-- START INFORMATION SHOWN --

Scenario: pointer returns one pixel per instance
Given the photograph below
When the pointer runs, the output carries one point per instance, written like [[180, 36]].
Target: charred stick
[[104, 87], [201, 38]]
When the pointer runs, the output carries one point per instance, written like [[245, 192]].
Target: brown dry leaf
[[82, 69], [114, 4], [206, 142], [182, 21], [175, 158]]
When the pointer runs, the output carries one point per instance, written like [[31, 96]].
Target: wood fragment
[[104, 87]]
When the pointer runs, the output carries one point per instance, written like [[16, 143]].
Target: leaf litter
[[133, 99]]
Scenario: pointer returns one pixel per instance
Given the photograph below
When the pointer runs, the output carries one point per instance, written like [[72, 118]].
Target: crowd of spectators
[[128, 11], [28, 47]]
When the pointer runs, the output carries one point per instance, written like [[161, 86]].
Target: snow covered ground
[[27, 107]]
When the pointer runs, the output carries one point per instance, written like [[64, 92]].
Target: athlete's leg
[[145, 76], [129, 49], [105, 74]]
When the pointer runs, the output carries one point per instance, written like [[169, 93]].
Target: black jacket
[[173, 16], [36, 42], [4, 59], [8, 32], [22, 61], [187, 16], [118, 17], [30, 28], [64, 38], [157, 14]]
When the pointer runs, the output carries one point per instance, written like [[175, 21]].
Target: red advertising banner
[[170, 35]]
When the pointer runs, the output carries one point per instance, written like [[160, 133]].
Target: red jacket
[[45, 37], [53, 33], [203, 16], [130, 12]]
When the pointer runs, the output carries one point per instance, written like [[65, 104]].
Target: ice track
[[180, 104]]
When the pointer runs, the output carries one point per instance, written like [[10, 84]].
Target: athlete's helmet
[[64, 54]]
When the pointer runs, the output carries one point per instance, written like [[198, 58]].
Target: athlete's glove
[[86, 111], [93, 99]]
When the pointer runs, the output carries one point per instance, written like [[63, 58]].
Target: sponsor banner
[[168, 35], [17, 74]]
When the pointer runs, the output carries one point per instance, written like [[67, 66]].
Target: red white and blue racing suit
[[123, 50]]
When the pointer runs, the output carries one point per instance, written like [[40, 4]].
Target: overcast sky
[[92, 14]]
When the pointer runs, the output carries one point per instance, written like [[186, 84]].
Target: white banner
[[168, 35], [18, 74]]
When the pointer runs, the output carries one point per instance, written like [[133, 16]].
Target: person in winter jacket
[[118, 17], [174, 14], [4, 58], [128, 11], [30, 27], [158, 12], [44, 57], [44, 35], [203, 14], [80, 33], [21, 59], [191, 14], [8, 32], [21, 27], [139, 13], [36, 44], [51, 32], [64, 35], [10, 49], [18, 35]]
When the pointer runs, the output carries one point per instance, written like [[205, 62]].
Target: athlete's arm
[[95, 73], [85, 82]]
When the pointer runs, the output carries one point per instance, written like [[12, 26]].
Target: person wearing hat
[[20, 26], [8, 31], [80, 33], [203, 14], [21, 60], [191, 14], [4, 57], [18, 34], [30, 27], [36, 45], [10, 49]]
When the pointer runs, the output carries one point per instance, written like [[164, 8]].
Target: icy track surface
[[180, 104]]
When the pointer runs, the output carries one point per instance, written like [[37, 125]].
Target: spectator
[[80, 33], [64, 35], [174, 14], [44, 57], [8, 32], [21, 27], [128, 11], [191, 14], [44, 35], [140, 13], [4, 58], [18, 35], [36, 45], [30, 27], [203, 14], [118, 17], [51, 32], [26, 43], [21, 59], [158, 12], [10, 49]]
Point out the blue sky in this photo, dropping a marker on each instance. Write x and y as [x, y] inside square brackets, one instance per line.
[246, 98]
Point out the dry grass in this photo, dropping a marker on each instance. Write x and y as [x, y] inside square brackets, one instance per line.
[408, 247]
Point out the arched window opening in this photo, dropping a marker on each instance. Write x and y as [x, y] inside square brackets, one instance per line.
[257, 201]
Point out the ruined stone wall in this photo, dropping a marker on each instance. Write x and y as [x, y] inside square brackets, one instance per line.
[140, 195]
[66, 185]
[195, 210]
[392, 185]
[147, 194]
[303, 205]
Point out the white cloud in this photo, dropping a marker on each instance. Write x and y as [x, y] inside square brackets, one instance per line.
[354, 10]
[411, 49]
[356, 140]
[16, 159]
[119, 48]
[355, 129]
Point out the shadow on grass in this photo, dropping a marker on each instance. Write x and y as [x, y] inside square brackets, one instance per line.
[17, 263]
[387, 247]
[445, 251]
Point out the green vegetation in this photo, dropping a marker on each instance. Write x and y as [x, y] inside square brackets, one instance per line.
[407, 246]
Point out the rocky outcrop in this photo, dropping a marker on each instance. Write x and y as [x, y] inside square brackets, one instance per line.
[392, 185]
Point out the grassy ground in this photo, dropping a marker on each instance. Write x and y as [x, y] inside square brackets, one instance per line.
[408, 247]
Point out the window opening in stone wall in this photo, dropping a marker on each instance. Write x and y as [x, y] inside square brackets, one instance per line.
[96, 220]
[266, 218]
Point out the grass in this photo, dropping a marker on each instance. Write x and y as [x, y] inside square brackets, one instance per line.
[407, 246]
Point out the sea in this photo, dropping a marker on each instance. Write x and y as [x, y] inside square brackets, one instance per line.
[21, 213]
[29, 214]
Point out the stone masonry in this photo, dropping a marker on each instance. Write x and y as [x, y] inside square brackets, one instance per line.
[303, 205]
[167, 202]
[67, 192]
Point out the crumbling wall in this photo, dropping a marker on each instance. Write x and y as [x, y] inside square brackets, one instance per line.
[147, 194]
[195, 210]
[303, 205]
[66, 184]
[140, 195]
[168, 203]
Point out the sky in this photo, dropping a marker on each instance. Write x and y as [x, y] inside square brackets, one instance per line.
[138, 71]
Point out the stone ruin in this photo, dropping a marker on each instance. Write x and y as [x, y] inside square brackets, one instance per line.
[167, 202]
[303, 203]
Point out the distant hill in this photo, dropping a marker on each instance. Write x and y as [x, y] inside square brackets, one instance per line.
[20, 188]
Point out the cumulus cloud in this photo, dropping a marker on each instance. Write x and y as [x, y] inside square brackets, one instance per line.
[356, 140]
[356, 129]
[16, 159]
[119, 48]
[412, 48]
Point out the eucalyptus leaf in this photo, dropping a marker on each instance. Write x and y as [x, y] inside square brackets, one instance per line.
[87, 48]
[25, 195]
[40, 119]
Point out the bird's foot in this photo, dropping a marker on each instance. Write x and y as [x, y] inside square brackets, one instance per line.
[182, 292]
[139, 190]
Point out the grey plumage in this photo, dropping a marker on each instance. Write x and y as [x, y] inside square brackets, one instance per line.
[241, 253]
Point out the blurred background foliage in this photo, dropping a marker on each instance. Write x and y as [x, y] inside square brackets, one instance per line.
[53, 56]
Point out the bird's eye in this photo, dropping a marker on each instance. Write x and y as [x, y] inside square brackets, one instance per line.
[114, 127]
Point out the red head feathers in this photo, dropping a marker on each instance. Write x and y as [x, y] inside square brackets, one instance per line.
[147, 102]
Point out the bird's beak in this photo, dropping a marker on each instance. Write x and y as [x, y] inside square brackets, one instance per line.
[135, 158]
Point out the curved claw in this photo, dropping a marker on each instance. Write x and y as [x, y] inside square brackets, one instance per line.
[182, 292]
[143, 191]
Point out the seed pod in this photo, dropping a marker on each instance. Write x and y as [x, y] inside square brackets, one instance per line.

-- END INFORMATION SHOWN --

### EXERCISE BRIEF
Arrange every line of the entries above as a numbered list, leaving out any blank lines.

### RESULT
1. Scenario: pointer returns one pixel per instance
2. Given the photograph below
3. When the pointer runs, the output carries one point per instance, written like [[180, 36]].
4. Target: charred stick
5. [[104, 87], [201, 38]]
6. When the pointer runs, the output carries one point per instance, written like [[245, 192]].
7. Target: brown dry leaf
8. [[82, 69], [114, 4], [206, 142], [182, 21], [175, 158]]
9. When the pointer runs, the output carries one point per instance, written like [[31, 96]].
10. Target: wood fragment
11. [[104, 87]]
12. When the pointer runs, the output carries one point per instance, written like [[16, 143]].
13. Target: leaf litter
14. [[133, 99]]
15. Scenario: pointer returns one pixel per instance
16. Given the photograph below
17. When the pointer runs, the output carries one point per instance, written like [[72, 118]].
18. Target: crowd of spectators
19. [[128, 11], [28, 47]]
20. When the pointer runs, the output carries one point per instance, written like [[161, 86]].
21. Target: snow covered ground
22. [[27, 107]]
23. When the pointer runs, the output carries one point per instance, written like [[64, 92]].
24. Target: athlete's leg
25. [[145, 76], [129, 49], [105, 74]]
26. When the pointer runs, the output carries one point per instance, written like [[169, 93]].
27. Target: black jacket
28. [[173, 16], [36, 42], [4, 59], [8, 32], [22, 61], [187, 16], [118, 17], [30, 28], [64, 38], [157, 14]]
29. When the pointer runs, the output carries one point per instance, written like [[175, 21]].
30. Target: red advertising banner
31. [[170, 35]]
32. When the pointer runs, the output carries one point per instance, written like [[160, 133]].
33. Target: red jacket
34. [[45, 37], [53, 33], [203, 16], [130, 12]]
35. When the pointer runs, the output carries one point per instance, written like [[65, 104]].
36. Target: ice track
37. [[180, 104]]
38. When the pointer runs, the output carries one point per instance, written like [[10, 84]].
39. Target: athlete's helmet
40. [[64, 54]]
41. When the pointer runs, the output carries one point per instance, written like [[198, 58]].
42. Target: athlete's glove
43. [[86, 111], [93, 99]]
44. When the pointer runs, the output carries one point per instance, written like [[63, 58]].
45. Target: sponsor banner
46. [[168, 35], [17, 74]]
47. When the pointer runs, the output carries one point per instance, written like [[67, 66]].
48. Target: red white and blue racing suit
49. [[123, 50]]
50. When the pointer runs, the output carries one point per instance, written like [[40, 4]].
51. Target: overcast sky
52. [[92, 14]]
53. When the pointer runs, the output carries one point per instance, written like [[186, 84]].
54. Target: white banner
55. [[168, 35], [18, 74]]
56. When the pointer runs, the output carries one point per instance, written like [[133, 16]].
57. Target: person in winter jacket
58. [[118, 17], [174, 14], [4, 58], [128, 11], [30, 27], [158, 12], [44, 57], [44, 35], [203, 14], [80, 33], [21, 59], [191, 14], [8, 32], [21, 27], [139, 13], [36, 44], [51, 32], [64, 35], [10, 49], [18, 35]]
59. When the pointer runs, the output carries one point per instance, written like [[205, 62]].
60. Target: athlete's arm
61. [[95, 73], [85, 82]]
62. When the pointer runs, the output carries one point per instance, written like [[12, 26]].
63. Target: person wearing hat
64. [[20, 26], [8, 31], [80, 33], [203, 14], [21, 60], [191, 14], [4, 57], [18, 34], [30, 27], [36, 45], [10, 49]]
65. When the pointer runs, the output carries one point per instance, written like [[164, 8]].
66. Target: icy track surface
67. [[180, 104]]
68. When the pointer runs, the output carries one point per instance, written like [[37, 125]].
69. Target: spectator
70. [[80, 33], [64, 35], [174, 14], [44, 57], [8, 32], [21, 27], [128, 11], [191, 14], [44, 35], [140, 13], [4, 58], [18, 35], [36, 45], [30, 27], [203, 14], [118, 17], [51, 32], [26, 43], [21, 59], [158, 12], [10, 49]]
71. Point out the blue sky in this photo, dropping a marker on each instance. Write x and y as [x, y] inside square brackets, one instance per line.
72. [246, 98]
73. Point out the dry grass in this photo, dropping a marker on each instance. Write x and y as [x, y] inside square brackets, one instance per line.
74. [408, 247]
75. Point out the arched window opening in this photo, dropping a marker on each instance. Write x and y as [x, y] inside square brackets, one instance per line.
76. [257, 201]
77. Point out the ruined stone wall in this photo, dropping a marker on each instance. Write x and y as [x, y] inside square brackets, one instance per line.
78. [140, 195]
79. [66, 185]
80. [195, 210]
81. [392, 185]
82. [147, 194]
83. [303, 205]
84. Point out the white cloud in this photo, dropping a marker on each instance. Write x and y as [x, y] inside square brackets, one instance per line.
85. [354, 10]
86. [411, 49]
87. [356, 140]
88. [16, 159]
89. [119, 48]
90. [355, 129]
91. Point out the shadow on grass in this photo, dropping a marker on each instance. Write x and y as [x, y] inside square brackets, one instance per line.
92. [17, 263]
93. [387, 247]
94. [445, 251]
95. Point out the green vegetation in this photo, dropping a marker on each instance. Write x and y as [x, y] inside square brackets, one instance per line.
96. [407, 246]
97. Point out the rocky outcrop in this photo, dropping a marker on each instance. Write x and y as [x, y] inside square brackets, one instance per line.
98. [392, 185]
99. Point out the grassy ground in this photo, dropping a marker on each instance. Write x and y as [x, y] inside square brackets, one instance per line.
100. [408, 247]
101. Point out the window opening in stone wall in this photo, dropping a marker on each instance. Write x and y as [x, y] inside square brackets, one instance per line.
102. [96, 220]
103. [266, 218]
104. Point out the grass in this photo, dropping a marker on each instance. Write x and y as [x, y] inside square brackets, one instance per line.
105. [407, 246]
106. Point out the sea in this photo, dropping a marker on each instance. Write x and y as [x, y] inside square brackets, one instance per line.
107. [21, 213]
108. [29, 214]
109. Point out the stone masonry in this photo, dropping a marker on each instance. Write x and y as [x, y] inside square brackets, one instance per line.
110. [303, 205]
111. [167, 202]
112. [67, 192]
113. Point out the crumbling wall in this photo, dropping a marker on each instance. Write x and y as [x, y] inside square brackets, one instance per line.
114. [147, 194]
115. [195, 210]
116. [303, 205]
117. [66, 184]
118. [140, 195]
119. [168, 203]
120. Point out the sky in this photo, dropping a marker on each instance. Write x and y as [x, y] inside square brackets, one instance per line.
121. [138, 71]
122. Point out the stone ruin in this photo, dropping a marker on each instance. Write x and y as [x, y] inside square brackets, one instance per line.
123. [167, 202]
124. [303, 203]
125. Point out the distant hill in this photo, dropping a marker on each instance. Write x and y as [x, y] inside square brackets, one instance per line.
126. [20, 188]
127. Point out the cumulus cloud in this photo, dropping a marker on each instance. Write x and y as [x, y] inside square brackets, one instance per line.
128. [356, 140]
129. [356, 129]
130. [16, 159]
131. [119, 48]
132. [412, 48]
133. Point out the eucalyptus leaf in this photo, dropping a marker on each instance. Write x and y as [x, y] inside square brackets, one instance per line.
134. [87, 48]
135. [25, 195]
136. [40, 119]
137. Point out the bird's foot in this photo, dropping a marker on each instance. Write x and y as [x, y] inside square brackets, one instance per line.
138. [182, 292]
139. [139, 190]
140. Point out the grey plumage in this photo, dropping a marker on each instance. Write x and y as [x, y] inside square brackets, one instance per line.
141. [241, 253]
142. Point out the blurred background foliage in this photo, dropping a marker on each instance. Write x and y as [x, y] inside square brackets, one instance per line.
143. [53, 56]
144. Point out the bird's eye in this photo, dropping a marker on each instance. Write x and y as [x, y] inside square brackets, one instance per line.
145. [114, 127]
146. Point out the red head feathers in this photo, dropping a marker on each instance. Write x and y as [x, y] inside square brackets, one instance per line.
147. [147, 102]
148. Point out the bird's beak in this photo, dropping a marker on each instance. Write x and y as [x, y] inside square brackets, one instance per line.
149. [135, 158]
150. Point out the curved claw in this photo, dropping a marker on each instance. Write x and y as [x, y] inside square brackets, one instance per line.
151. [182, 292]
152. [143, 191]
153. Point out the seed pod in this photo, dropping a marker on each instance. Write x and y as [x, y] inside square brackets, one instance per line.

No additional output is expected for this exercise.